* Exercise input
---+---
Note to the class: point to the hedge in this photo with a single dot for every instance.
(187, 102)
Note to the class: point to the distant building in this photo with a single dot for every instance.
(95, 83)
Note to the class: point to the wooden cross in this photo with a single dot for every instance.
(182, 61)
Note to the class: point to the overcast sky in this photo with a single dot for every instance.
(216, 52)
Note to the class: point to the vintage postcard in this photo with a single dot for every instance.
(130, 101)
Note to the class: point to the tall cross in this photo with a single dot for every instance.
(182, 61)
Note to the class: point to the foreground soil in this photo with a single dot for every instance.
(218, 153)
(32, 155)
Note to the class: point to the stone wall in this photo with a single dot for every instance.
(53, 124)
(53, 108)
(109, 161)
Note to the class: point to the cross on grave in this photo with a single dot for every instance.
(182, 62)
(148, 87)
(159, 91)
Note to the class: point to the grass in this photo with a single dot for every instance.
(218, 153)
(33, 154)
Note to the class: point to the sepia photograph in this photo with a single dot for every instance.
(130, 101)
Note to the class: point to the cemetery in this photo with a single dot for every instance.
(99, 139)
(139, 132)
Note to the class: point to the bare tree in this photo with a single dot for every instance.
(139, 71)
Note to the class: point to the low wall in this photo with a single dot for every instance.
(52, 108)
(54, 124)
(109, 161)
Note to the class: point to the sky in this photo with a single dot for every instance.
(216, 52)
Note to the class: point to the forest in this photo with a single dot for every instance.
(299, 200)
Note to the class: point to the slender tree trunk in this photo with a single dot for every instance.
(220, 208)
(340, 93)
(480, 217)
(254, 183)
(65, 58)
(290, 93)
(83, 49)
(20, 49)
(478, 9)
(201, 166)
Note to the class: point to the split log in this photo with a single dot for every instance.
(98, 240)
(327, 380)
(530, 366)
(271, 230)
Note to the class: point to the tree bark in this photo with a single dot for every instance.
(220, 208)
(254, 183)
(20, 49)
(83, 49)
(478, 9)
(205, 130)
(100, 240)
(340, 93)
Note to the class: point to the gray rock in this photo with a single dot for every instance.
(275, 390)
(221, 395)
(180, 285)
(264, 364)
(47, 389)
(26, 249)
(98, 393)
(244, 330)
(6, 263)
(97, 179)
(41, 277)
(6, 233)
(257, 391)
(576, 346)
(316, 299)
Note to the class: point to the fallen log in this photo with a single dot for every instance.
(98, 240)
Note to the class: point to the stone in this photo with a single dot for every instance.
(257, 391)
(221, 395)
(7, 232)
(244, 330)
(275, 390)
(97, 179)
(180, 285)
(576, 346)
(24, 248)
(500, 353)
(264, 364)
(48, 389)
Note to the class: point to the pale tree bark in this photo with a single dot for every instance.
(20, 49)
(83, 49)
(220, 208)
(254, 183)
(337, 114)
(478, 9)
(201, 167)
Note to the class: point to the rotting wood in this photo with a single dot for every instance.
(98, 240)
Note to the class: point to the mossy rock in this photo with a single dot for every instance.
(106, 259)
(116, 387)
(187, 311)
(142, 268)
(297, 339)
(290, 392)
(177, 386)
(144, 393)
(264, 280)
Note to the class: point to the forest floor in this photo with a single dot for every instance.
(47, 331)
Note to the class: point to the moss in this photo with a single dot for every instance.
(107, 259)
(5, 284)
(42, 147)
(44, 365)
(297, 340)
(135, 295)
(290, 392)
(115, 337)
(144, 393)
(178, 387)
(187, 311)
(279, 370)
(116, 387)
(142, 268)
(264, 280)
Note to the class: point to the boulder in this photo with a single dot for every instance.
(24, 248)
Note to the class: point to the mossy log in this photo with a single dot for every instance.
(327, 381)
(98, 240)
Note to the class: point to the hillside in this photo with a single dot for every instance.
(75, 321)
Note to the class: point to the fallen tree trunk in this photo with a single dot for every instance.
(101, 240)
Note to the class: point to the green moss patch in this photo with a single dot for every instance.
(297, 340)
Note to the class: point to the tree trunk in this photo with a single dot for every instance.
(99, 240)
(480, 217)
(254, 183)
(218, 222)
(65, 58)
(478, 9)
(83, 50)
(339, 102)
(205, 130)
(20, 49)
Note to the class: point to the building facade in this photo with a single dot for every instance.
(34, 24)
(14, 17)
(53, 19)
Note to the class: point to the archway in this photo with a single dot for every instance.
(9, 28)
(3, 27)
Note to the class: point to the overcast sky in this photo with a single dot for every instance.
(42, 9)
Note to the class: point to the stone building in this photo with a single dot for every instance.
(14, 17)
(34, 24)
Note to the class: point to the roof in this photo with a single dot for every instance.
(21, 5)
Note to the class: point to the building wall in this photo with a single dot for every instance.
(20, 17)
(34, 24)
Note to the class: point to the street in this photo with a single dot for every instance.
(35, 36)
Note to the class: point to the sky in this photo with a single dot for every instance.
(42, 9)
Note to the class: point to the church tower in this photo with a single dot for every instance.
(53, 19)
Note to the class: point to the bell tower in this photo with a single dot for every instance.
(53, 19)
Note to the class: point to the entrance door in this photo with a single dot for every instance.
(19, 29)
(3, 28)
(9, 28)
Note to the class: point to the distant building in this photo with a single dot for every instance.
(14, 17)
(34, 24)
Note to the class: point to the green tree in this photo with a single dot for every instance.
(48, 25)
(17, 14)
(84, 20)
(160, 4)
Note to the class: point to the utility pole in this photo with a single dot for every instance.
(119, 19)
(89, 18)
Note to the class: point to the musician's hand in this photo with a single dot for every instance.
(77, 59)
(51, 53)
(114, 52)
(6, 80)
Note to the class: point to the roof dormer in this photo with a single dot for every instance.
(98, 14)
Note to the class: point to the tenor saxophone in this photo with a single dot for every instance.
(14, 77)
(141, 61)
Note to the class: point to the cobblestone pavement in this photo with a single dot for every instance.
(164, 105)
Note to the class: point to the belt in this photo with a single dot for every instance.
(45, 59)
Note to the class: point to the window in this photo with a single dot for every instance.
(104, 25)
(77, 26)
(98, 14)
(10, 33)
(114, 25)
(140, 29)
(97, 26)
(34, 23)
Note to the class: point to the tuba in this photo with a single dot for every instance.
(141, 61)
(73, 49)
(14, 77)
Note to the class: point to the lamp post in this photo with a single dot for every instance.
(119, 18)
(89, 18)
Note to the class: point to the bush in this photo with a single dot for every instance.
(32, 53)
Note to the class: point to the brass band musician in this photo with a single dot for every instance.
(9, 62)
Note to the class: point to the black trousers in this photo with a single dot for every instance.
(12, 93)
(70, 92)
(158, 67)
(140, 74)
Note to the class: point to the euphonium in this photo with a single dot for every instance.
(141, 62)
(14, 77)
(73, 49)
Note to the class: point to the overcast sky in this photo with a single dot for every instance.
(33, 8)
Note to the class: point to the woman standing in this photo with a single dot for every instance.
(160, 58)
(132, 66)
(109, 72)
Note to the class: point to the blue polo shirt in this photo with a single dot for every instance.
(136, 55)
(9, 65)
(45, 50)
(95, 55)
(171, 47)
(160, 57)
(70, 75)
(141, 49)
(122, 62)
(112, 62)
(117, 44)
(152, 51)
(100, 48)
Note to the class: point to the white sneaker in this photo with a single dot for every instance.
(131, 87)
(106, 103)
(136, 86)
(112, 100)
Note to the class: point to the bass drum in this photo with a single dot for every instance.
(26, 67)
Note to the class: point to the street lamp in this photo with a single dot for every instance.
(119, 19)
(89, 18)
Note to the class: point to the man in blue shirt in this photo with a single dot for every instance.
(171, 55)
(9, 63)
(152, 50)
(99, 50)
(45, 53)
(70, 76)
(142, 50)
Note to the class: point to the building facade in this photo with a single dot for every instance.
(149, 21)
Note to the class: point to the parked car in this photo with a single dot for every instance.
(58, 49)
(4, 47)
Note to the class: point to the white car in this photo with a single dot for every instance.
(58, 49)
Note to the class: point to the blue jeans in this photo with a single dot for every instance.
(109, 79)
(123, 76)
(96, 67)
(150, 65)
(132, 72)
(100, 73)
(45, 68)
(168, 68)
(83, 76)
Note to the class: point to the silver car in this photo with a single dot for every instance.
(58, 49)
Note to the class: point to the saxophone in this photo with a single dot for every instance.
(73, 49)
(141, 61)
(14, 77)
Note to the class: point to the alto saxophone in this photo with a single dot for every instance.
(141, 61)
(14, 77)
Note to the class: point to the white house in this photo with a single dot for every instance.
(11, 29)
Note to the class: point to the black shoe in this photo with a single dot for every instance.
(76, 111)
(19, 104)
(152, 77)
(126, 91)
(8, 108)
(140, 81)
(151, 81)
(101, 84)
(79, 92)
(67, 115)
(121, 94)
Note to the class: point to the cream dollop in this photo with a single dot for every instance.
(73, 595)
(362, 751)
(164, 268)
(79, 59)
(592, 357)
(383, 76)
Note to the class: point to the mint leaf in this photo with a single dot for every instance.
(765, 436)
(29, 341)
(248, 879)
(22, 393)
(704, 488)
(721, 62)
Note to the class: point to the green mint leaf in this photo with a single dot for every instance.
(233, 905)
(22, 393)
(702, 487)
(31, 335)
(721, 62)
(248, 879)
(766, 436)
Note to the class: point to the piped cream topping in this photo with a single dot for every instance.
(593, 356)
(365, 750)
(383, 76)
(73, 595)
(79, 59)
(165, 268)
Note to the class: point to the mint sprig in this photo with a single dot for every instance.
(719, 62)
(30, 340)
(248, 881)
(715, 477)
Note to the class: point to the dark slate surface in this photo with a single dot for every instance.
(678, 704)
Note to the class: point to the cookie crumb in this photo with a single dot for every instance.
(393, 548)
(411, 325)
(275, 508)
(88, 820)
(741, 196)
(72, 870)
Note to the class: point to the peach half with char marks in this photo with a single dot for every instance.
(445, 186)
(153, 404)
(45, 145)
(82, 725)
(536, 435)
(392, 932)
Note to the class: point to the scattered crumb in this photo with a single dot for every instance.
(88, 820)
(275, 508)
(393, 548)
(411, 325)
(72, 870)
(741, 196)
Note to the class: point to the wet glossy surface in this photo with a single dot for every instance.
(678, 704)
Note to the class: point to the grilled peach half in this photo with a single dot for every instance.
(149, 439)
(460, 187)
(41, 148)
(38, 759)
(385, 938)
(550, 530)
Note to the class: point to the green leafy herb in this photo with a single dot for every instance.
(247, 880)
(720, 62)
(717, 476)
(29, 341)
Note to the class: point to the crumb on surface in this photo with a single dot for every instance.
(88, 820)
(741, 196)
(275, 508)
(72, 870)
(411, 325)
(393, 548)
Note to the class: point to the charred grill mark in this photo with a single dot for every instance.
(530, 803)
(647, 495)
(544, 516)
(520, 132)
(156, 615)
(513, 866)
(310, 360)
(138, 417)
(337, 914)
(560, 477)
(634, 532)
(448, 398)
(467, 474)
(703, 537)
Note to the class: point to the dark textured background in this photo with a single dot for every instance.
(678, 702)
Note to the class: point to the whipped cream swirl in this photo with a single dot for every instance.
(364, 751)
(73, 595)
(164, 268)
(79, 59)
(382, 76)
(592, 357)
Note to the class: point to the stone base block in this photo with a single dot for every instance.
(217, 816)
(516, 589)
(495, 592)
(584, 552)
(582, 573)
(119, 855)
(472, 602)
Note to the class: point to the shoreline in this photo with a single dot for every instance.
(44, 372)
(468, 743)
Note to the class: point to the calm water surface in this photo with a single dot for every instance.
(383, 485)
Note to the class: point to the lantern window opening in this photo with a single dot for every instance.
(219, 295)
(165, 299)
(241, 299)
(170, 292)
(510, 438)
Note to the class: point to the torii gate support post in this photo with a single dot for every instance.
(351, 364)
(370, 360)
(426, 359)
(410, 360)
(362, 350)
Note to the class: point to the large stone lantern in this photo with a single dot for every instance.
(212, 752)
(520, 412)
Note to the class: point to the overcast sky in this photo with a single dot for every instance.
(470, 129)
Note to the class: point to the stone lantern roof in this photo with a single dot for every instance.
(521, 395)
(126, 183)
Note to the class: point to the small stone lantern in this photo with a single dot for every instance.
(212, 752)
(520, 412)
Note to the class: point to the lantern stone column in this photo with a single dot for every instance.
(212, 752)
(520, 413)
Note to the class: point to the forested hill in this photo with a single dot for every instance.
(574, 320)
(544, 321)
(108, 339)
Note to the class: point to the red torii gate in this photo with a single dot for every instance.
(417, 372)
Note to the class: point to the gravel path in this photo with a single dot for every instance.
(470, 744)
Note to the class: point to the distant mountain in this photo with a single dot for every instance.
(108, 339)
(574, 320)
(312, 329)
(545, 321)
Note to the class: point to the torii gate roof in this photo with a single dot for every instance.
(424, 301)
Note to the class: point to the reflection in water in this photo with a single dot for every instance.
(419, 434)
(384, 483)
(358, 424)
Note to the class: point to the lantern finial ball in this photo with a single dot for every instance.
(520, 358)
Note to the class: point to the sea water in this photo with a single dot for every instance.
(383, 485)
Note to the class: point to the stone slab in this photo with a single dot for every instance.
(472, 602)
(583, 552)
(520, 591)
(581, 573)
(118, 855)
---+---
* Problem statement
Exactly and only the lines from the one containing "Note to the class: point to the distant mountain" through the end of the material are to be reproduced, both ends included.

* Result for this exercise
Note to the class: point to the distant mountain in this photo with a single dot for every instance.
(108, 339)
(574, 320)
(312, 329)
(545, 321)
Note to the class: point to the torii gate roof in this photo with a single dot for every instance.
(424, 301)
Note to the class: point to the reflection in water in this photo with a single dot for every instance.
(419, 434)
(384, 483)
(358, 424)
Note to the class: point to the lantern finial ball in this photo with a single dot for every instance.
(520, 358)
Note to the class: point to the sea water in this photo with a single dot for every instance.
(383, 485)
Note to the class: point to the stone slab in this photo with a single dot for every instance.
(472, 602)
(583, 552)
(520, 591)
(581, 573)
(118, 855)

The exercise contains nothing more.